This idea behind this repository is getting more clear to me too. :)
Then I cannot not compare it to Linux distributions. It reminds me an article 
about debian packager, about the different responsabilities about developping 
and packaging.

Then I wouldn't make a difference in trust between the maven community and an 
ivy round up community. Their main job is about packaging, so we have to 
trust both for that. If I can trust the ivy roundup community to produce a 
reproductible build, then I would trust the maven community to execute a 
reproductible build.
This make me think of gentoo VS ubuntu. The first one is just packaging build 
script, the other one is packaging build. It sometimes can make sense in the 
native world, but not in a jvm world.
On the other hand, maintaing build scripts is definitively a good idea. Just 
like the debian/ubuntu community is maintaing their build scripts. As said 
Xavier it helps the community to maintain a module along with the upgrading 
versions. I would consider the Ivy RoundUp Repository being a repository for 
maintainers more than for Ivy users. I think that Ivy users should only see 
jars.

> [Raw data]:
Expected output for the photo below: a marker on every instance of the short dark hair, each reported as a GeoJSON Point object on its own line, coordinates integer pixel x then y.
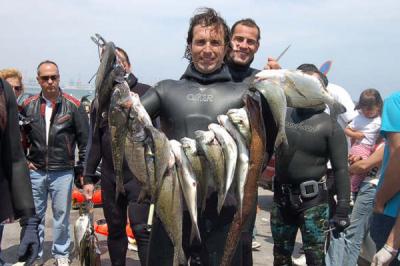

> [Problems]:
1 - Echo the stretch of the Ivy RoundUp message from "This make me" through "a jvm world.", word for word.
2 - Name every Linux distribution mentioned in the Ivy RoundUp message.

> [Solutions to the exercise]:
1 -
This make me think of gentoo VS ubuntu. The first one is just packaging build 
script, the other one is packaging build. It sometimes can make sense in the 
native world, but not in a jvm world.

2 - debian, gentoo, ubuntu